→ **WYTYCZNE I WYMAGANIA**: Zamień we wszystkich poniższych rekordach „keypoint” na „marker”. Przepisz je, niczego poza tym nie zmieniając.

→ **DANE WEJŚCIOWE**:
== == ==

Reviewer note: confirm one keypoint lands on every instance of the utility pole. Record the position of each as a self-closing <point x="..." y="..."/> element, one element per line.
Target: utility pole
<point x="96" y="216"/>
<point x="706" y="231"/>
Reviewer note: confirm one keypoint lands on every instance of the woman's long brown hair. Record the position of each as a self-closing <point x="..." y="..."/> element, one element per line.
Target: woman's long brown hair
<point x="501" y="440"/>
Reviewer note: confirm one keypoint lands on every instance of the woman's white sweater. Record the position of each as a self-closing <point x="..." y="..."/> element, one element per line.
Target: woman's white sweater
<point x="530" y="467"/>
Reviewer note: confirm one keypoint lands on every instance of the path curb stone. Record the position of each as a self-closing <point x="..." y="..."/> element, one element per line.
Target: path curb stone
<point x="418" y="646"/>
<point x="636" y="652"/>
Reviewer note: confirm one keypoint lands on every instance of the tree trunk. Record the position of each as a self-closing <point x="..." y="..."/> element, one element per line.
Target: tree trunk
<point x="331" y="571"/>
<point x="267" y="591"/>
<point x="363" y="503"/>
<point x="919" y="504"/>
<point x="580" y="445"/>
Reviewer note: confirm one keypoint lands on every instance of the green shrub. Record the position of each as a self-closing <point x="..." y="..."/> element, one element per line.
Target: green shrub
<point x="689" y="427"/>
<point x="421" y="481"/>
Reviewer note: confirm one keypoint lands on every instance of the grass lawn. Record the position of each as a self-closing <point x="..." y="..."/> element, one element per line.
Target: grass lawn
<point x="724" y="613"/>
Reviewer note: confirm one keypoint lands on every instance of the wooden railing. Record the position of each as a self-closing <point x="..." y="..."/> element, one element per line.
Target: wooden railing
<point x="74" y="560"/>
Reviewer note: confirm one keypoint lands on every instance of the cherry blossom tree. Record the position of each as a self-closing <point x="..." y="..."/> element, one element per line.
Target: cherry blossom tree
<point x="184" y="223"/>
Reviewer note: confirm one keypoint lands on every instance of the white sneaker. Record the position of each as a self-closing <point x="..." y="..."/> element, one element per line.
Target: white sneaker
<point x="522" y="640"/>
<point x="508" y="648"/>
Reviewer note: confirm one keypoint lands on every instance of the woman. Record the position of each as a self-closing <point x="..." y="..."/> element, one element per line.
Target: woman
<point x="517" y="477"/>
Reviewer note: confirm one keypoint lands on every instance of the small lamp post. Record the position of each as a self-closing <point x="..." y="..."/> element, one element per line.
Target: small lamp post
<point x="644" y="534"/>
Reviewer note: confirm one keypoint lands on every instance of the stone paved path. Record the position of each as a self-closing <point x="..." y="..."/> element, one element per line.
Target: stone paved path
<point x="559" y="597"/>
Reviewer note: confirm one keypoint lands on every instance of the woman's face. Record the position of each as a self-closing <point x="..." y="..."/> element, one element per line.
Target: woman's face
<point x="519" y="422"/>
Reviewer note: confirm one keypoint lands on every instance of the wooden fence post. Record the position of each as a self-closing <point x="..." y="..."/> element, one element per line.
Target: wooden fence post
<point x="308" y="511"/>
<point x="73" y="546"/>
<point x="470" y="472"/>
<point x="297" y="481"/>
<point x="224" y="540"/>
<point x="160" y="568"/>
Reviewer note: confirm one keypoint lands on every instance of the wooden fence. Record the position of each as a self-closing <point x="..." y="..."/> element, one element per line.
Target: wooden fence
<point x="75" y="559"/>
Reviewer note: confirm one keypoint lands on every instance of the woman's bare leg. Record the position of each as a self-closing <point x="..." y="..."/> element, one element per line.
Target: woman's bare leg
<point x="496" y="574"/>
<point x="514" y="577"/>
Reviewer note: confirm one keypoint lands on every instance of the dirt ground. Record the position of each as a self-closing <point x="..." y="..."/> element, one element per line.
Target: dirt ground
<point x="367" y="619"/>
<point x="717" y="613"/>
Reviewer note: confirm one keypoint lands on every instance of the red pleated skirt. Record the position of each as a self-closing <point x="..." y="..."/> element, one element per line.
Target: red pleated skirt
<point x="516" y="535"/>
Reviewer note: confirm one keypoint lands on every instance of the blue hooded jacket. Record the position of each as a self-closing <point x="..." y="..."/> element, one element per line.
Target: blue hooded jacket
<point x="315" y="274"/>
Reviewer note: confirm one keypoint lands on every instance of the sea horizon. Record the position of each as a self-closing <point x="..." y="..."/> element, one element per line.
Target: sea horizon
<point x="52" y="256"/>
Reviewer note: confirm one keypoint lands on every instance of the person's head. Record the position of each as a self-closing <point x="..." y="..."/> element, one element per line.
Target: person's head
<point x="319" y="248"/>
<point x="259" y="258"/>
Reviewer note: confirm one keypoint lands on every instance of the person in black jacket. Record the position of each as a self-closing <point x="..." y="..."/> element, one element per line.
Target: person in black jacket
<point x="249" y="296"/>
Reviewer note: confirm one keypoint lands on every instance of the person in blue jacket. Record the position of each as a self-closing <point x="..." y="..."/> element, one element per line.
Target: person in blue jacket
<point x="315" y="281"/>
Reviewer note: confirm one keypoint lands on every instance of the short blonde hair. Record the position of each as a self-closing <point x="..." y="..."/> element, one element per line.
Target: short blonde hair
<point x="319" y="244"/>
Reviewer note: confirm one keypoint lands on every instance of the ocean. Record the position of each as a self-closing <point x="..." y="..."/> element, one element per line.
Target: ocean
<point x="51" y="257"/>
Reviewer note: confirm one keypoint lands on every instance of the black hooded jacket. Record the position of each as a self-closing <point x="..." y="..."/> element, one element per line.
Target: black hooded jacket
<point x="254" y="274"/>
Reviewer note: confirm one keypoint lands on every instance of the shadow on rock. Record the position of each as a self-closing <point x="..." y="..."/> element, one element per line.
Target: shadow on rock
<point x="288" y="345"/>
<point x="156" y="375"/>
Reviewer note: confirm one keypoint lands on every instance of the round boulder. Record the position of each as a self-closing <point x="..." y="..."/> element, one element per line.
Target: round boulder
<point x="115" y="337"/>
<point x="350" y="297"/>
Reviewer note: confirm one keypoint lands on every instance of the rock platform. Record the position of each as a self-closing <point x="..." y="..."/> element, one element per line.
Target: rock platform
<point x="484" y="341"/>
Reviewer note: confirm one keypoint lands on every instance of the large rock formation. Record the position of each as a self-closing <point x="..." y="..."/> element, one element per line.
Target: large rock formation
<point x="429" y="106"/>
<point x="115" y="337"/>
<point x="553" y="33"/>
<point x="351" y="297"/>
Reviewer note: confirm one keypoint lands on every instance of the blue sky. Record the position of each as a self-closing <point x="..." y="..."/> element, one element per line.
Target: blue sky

== == ==

→ **ODPOWIEDŹ**:
Reviewer note: confirm one marker lands on every instance of the utility pole. Record the position of each as a self-closing <point x="..." y="..."/> element, one element per line.
Target: utility pole
<point x="96" y="216"/>
<point x="706" y="231"/>
Reviewer note: confirm one marker lands on every instance of the woman's long brown hair. Record the position of each as a self-closing <point x="..." y="..."/> element, one element per line.
Target: woman's long brown hair
<point x="501" y="440"/>
Reviewer note: confirm one marker lands on every instance of the woman's white sweater. Record the position of each as a self-closing <point x="..." y="..."/> element, one element per line.
Target: woman's white sweater
<point x="530" y="467"/>
Reviewer note: confirm one marker lands on every instance of the path curb stone. Record the position of each as a self-closing <point x="..." y="..."/> element, one element per line.
Target: path curb stone
<point x="418" y="646"/>
<point x="636" y="652"/>
Reviewer note: confirm one marker lands on every instance of the tree trunk. Record the position of each as a self-closing <point x="..." y="..."/> element, one element per line.
Target: tree trunk
<point x="331" y="571"/>
<point x="267" y="591"/>
<point x="363" y="503"/>
<point x="919" y="504"/>
<point x="580" y="445"/>
Reviewer note: confirm one marker lands on every instance of the green shrub. Record the position of each as a self-closing <point x="..." y="..."/> element, one element per line.
Target: green shrub
<point x="689" y="427"/>
<point x="421" y="481"/>
Reviewer note: confirm one marker lands on every instance of the grass lawn. Record the position of each as a self-closing <point x="..." y="..."/> element, one element per line.
Target: grass lawn
<point x="724" y="613"/>
Reviewer note: confirm one marker lands on every instance of the wooden railing. Record the position of each as a self-closing <point x="..." y="..."/> element, one element per line.
Target: wooden railing
<point x="74" y="560"/>
Reviewer note: confirm one marker lands on every instance of the cherry blossom tree. Record the position of each as a self-closing <point x="..." y="..."/> element, one element per line.
Target: cherry blossom tree
<point x="184" y="223"/>
Reviewer note: confirm one marker lands on every instance of the white sneaker. Record the position of each as a self-closing <point x="..." y="..."/> element, one element per line.
Target: white sneaker
<point x="522" y="640"/>
<point x="508" y="648"/>
Reviewer note: confirm one marker lands on every instance of the woman. Record the position of each as a self-closing <point x="..." y="..."/> element, one element per line.
Target: woman
<point x="517" y="477"/>
Reviewer note: confirm one marker lands on every instance of the small lamp post. Record the position of each as a self-closing <point x="..." y="..."/> element, one element per line.
Target: small lamp post
<point x="644" y="534"/>
Reviewer note: confirm one marker lands on every instance of the stone paved path. Record the position of each as a self-closing <point x="..." y="..."/> element, one element per line.
Target: stone paved path
<point x="559" y="597"/>
Reviewer note: confirm one marker lands on every instance of the woman's face. Record the position of each as a self-closing <point x="..." y="..."/> element, one element per line.
Target: woman's face
<point x="519" y="422"/>
Reviewer note: confirm one marker lands on every instance of the wooden fence post. Record the position of each as a self-closing <point x="..." y="..."/> element, one element per line.
Target: wooden fence post
<point x="308" y="511"/>
<point x="73" y="546"/>
<point x="470" y="472"/>
<point x="297" y="481"/>
<point x="224" y="540"/>
<point x="160" y="568"/>
Reviewer note: confirm one marker lands on every instance of the wooden fence. Record the position of each as a self-closing <point x="..." y="..."/> element, one element per line.
Target: wooden fence
<point x="75" y="559"/>
Reviewer note: confirm one marker lands on every instance of the woman's bare leg. Record the position of each as a self-closing <point x="..." y="..."/> element, one element per line.
Target: woman's bare leg
<point x="496" y="574"/>
<point x="514" y="577"/>
Reviewer note: confirm one marker lands on every instance of the dirt ground. Record the position of each as a self-closing <point x="..." y="..."/> element, one element per line.
Target: dirt ground
<point x="367" y="619"/>
<point x="717" y="613"/>
Reviewer note: confirm one marker lands on every instance of the red pleated skirt. Record the position of each as a self-closing <point x="..." y="..."/> element, one element per line.
Target: red pleated skirt
<point x="516" y="535"/>
Reviewer note: confirm one marker lands on every instance of the blue hooded jacket. Record the position of each as a self-closing <point x="..." y="..."/> element, one element per line.
Target: blue hooded jacket
<point x="315" y="274"/>
Reviewer note: confirm one marker lands on every instance of the sea horizon. Record the position of each as a self-closing <point x="..." y="..."/> element, one element per line.
Target: sea horizon
<point x="52" y="256"/>
Reviewer note: confirm one marker lands on every instance of the person's head. Record the position of each as a self-closing <point x="..." y="..."/> element, one element per line.
Target: person's head
<point x="319" y="248"/>
<point x="259" y="258"/>
Reviewer note: confirm one marker lands on every instance of the person in black jacket. Record the position of each as a self-closing <point x="..." y="..."/> element, one element per line.
Target: person in black jacket
<point x="249" y="296"/>
Reviewer note: confirm one marker lands on every instance of the person in blue jacket. Record the position of each as a self-closing <point x="..." y="..."/> element, one element per line.
Target: person in blue jacket
<point x="315" y="281"/>
Reviewer note: confirm one marker lands on every instance of the short blonde hair. Record the position of each as a self-closing <point x="..." y="..."/> element, one element per line.
Target: short blonde hair
<point x="319" y="244"/>
Reviewer note: confirm one marker lands on every instance of the ocean. Record the position of each as a self-closing <point x="..." y="..."/> element, one element per line.
Target: ocean
<point x="51" y="257"/>
Reviewer note: confirm one marker lands on every instance of the black hooded jacket. Record the position of each as a self-closing <point x="..." y="..."/> element, one element per line.
Target: black hooded jacket
<point x="254" y="274"/>
Reviewer note: confirm one marker lands on every instance of the shadow on rock. Record the position of each as a self-closing <point x="..." y="..."/> element, one element per line.
Target: shadow on rock
<point x="288" y="345"/>
<point x="156" y="375"/>
Reviewer note: confirm one marker lands on every instance of the round boulder. Record the position of each as a self-closing <point x="..." y="..."/> element, one element per line.
Target: round boulder
<point x="115" y="337"/>
<point x="350" y="297"/>
Reviewer note: confirm one marker lands on every instance of the rock platform. Record the position of each as a self-closing <point x="..." y="..."/> element, one element per line.
Target: rock platform
<point x="484" y="341"/>
Reviewer note: confirm one marker lands on every instance of the large rock formation. Record the position of each as a self-closing <point x="..." y="..."/> element, one element per line.
Target: large rock formation
<point x="429" y="106"/>
<point x="115" y="337"/>
<point x="553" y="33"/>
<point x="351" y="297"/>
Reviewer note: confirm one marker lands on every instance of the blue sky. Record the position of each as a self-closing <point x="..." y="..."/> element, one element per line.
Target: blue sky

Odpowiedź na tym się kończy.